◆ **Input for this task**
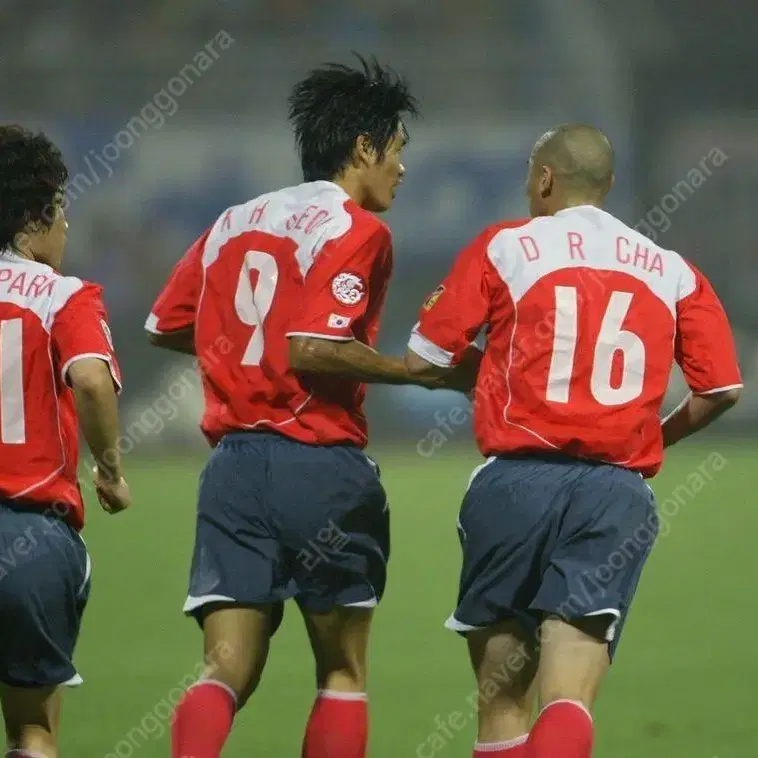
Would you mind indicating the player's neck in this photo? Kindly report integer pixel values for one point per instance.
(21, 252)
(575, 202)
(353, 187)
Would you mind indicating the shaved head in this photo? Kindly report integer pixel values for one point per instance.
(570, 164)
(579, 154)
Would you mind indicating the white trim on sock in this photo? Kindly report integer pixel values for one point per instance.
(493, 747)
(216, 683)
(577, 703)
(335, 695)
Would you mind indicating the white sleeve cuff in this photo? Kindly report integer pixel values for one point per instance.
(429, 351)
(151, 325)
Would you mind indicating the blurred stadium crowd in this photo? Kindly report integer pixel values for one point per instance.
(670, 82)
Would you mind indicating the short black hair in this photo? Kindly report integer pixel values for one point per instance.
(335, 104)
(32, 174)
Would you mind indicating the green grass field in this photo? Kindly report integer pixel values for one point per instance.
(682, 686)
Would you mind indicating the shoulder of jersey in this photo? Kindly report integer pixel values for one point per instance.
(367, 221)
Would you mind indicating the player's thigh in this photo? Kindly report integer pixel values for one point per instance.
(573, 659)
(506, 525)
(335, 525)
(605, 539)
(44, 587)
(339, 639)
(237, 553)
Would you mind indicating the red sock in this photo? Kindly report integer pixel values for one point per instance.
(564, 728)
(509, 749)
(337, 727)
(202, 720)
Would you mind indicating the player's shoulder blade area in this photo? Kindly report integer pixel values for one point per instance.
(35, 287)
(589, 245)
(309, 214)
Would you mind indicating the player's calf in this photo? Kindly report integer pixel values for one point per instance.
(338, 723)
(505, 662)
(236, 648)
(31, 717)
(574, 660)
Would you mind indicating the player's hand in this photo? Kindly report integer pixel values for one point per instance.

◆ **Stated goal**
Can you write out the lines of the listing from the line holding "Would you mind indicating the red" through the end of the listing, inclusive, keeping each request line as it is and multiplying every point coordinate in the answers by 1.7, rounded to a whole number with halves rounded up?

◆ **Written reply**
Would you mind indicating the red sock in this photo? Kindly report integer pixel values for one point per instance.
(959, 1238)
(865, 1273)
(573, 1236)
(343, 1224)
Would you mind indicating the player's shoulder blade area in this photo? Kindly report integer pixel values for one point per instance.
(60, 488)
(1001, 417)
(525, 364)
Would you mind indicating the player's calf in this photo? Kindly report integer pixel values for one point per instance.
(575, 1229)
(859, 1125)
(401, 1102)
(53, 1219)
(976, 1122)
Would you mind indicating the player's hand in this photo? Kindly report integer pixel values for one point per instance.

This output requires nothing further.